Material provided

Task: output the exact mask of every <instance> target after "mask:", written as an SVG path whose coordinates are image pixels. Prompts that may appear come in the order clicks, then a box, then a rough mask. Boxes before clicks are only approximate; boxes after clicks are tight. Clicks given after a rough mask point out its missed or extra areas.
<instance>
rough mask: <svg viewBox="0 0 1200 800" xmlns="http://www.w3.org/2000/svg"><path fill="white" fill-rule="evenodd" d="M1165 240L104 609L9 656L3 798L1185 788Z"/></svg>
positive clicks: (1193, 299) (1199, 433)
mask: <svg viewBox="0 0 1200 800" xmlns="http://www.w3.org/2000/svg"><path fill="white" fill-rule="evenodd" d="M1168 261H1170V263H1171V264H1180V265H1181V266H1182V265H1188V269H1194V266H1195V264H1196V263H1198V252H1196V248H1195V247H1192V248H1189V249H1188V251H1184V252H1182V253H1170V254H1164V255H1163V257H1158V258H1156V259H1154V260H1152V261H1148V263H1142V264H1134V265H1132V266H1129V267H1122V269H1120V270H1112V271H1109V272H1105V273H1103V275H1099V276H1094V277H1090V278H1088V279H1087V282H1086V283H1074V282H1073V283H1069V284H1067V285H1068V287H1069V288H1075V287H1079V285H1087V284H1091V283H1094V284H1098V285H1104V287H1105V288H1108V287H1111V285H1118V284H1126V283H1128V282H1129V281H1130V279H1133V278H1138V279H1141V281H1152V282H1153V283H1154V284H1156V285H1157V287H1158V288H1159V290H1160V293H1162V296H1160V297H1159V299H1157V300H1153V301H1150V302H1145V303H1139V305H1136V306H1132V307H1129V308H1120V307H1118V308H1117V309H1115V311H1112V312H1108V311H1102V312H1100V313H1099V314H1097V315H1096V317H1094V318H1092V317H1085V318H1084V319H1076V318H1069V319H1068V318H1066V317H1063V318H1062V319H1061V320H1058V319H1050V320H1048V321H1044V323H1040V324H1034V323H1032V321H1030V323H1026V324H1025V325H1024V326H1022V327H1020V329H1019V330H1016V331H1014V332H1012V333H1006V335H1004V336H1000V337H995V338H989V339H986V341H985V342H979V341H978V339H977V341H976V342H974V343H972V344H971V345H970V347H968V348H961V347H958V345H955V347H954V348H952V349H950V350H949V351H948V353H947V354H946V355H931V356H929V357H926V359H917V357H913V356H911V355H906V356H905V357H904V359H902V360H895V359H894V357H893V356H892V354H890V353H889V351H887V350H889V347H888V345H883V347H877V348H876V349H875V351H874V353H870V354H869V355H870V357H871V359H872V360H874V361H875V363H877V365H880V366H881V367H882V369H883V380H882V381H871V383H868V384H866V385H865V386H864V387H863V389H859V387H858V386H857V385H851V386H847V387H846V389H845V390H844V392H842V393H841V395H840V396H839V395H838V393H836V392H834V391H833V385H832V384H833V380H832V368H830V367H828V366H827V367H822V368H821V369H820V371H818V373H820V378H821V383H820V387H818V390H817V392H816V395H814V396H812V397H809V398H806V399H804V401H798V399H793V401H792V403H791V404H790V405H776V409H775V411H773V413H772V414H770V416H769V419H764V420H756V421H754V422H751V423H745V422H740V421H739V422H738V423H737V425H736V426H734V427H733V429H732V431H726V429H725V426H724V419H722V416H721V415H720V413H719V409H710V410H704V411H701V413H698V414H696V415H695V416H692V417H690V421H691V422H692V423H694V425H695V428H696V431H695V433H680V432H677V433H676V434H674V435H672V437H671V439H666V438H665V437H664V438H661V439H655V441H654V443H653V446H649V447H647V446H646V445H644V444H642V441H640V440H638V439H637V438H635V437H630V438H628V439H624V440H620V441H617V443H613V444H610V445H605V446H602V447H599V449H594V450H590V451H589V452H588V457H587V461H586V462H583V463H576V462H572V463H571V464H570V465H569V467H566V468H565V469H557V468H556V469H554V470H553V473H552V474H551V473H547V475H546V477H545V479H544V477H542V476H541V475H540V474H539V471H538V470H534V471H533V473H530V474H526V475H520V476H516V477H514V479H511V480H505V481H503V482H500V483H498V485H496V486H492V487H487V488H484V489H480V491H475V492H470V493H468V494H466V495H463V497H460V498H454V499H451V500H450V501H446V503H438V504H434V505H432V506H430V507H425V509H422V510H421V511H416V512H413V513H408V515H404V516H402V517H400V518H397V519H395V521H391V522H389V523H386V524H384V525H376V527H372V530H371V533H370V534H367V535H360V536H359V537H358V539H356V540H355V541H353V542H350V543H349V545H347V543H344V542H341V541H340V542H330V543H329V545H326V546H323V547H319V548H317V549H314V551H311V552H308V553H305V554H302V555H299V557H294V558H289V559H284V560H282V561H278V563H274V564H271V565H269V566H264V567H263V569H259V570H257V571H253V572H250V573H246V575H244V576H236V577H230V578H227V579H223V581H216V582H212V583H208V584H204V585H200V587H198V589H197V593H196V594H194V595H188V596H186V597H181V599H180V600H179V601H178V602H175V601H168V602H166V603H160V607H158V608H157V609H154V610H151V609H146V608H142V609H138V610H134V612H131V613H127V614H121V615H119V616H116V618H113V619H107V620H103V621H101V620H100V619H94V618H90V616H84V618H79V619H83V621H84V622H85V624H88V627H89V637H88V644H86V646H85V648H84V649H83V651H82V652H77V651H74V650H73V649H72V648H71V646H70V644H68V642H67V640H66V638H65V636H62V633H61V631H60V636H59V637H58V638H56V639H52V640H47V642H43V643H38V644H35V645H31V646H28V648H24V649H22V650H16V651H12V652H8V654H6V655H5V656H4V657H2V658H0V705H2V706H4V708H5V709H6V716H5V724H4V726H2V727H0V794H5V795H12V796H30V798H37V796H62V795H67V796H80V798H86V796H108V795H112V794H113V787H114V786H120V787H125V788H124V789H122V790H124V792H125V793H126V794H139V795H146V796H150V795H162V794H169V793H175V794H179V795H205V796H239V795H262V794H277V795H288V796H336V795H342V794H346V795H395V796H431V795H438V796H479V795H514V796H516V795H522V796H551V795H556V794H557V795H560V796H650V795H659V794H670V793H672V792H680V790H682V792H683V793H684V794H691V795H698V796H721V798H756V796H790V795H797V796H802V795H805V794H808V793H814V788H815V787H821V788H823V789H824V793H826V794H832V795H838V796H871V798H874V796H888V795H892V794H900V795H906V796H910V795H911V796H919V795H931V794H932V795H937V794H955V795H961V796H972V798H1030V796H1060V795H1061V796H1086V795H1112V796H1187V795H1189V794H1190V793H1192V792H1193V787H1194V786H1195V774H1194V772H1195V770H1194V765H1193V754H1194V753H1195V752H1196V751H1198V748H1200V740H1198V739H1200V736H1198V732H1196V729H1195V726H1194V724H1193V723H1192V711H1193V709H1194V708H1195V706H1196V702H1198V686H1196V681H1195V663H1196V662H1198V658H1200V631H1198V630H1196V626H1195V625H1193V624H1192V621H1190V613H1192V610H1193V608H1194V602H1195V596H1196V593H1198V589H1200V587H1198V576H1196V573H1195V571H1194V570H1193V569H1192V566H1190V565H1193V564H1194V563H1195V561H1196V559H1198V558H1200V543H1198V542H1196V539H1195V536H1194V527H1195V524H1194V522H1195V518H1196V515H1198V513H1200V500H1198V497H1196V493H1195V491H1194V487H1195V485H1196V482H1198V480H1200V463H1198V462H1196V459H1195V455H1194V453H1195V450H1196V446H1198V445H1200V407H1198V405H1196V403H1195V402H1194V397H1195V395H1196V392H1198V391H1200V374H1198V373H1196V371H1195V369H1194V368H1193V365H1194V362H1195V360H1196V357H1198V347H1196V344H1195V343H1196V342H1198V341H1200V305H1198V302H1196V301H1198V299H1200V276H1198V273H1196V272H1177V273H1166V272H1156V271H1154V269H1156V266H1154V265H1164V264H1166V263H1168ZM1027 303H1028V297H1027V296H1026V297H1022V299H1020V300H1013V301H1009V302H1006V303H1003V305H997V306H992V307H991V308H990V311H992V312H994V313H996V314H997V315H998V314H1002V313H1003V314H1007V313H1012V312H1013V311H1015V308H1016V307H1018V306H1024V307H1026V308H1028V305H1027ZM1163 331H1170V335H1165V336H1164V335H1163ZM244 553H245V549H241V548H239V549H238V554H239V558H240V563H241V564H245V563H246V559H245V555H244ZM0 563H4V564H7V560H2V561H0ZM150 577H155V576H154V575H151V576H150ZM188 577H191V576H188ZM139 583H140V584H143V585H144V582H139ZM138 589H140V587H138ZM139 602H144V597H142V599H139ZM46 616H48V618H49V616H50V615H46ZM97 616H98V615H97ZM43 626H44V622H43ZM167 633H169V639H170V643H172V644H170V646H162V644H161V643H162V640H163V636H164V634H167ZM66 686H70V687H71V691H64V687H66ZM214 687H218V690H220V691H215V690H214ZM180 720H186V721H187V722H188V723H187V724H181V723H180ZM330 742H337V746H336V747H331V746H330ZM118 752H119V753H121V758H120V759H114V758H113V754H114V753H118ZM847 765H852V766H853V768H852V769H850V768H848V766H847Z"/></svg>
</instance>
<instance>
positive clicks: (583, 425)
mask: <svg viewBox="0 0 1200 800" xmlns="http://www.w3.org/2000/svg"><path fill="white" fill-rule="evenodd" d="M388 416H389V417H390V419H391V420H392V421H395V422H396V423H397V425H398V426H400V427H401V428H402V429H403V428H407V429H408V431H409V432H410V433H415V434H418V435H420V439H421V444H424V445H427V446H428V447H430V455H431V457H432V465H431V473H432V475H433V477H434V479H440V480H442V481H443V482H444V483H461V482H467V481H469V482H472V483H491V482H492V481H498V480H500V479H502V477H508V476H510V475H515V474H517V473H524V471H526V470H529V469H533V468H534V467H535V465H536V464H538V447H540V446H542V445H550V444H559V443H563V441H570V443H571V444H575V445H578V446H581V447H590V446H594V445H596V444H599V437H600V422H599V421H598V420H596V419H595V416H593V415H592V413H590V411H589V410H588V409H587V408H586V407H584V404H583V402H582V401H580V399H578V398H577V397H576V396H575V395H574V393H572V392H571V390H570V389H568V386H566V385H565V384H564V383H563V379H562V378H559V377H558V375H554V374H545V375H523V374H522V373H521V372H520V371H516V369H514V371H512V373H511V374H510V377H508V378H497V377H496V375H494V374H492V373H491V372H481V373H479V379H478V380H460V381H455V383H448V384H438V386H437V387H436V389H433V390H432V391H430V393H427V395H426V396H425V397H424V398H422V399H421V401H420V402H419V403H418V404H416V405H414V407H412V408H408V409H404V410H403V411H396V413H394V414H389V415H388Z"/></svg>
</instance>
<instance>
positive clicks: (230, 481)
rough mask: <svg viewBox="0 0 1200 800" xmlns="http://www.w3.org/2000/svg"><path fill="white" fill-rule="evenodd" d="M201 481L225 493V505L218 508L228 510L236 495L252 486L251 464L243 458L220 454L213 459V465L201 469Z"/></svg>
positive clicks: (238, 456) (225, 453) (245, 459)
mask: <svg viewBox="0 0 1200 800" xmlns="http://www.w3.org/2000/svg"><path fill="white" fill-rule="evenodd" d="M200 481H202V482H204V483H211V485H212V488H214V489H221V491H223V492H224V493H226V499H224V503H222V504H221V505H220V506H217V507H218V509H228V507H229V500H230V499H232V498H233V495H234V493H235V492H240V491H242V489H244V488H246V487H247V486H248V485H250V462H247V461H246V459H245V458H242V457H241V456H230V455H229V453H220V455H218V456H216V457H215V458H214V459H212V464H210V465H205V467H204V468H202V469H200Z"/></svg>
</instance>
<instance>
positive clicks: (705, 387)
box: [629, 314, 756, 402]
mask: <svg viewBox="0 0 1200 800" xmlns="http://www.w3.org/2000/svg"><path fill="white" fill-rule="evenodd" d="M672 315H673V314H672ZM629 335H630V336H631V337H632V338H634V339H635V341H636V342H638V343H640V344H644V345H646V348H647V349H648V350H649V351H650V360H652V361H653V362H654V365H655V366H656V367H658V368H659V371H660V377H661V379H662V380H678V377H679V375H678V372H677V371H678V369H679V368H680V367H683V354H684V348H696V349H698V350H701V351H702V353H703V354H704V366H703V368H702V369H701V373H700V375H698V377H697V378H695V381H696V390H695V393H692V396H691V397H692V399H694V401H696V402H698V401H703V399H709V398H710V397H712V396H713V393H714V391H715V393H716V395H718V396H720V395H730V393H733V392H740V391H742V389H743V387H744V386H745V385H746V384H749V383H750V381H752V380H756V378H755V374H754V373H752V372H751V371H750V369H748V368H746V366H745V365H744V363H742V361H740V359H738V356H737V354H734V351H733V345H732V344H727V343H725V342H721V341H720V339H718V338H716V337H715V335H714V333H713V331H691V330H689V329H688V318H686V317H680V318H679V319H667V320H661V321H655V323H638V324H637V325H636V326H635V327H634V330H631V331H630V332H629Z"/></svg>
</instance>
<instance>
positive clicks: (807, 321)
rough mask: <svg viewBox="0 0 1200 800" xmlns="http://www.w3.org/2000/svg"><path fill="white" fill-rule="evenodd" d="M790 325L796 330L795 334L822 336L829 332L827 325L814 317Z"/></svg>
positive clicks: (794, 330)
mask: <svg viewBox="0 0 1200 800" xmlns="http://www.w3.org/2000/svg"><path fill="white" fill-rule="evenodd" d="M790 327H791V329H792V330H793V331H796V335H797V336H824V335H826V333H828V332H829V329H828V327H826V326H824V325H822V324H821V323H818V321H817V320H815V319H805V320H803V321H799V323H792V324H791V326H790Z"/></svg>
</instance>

About this task
Every line in the data above that contains the word "positive" should be copied.

Task result
positive clicks: (1193, 299) (1199, 433)
positive clicks: (583, 425)
positive clicks: (230, 481)
positive clicks: (238, 456) (225, 453) (245, 459)
positive clicks: (705, 387)
positive clicks: (807, 321)
positive clicks: (794, 330)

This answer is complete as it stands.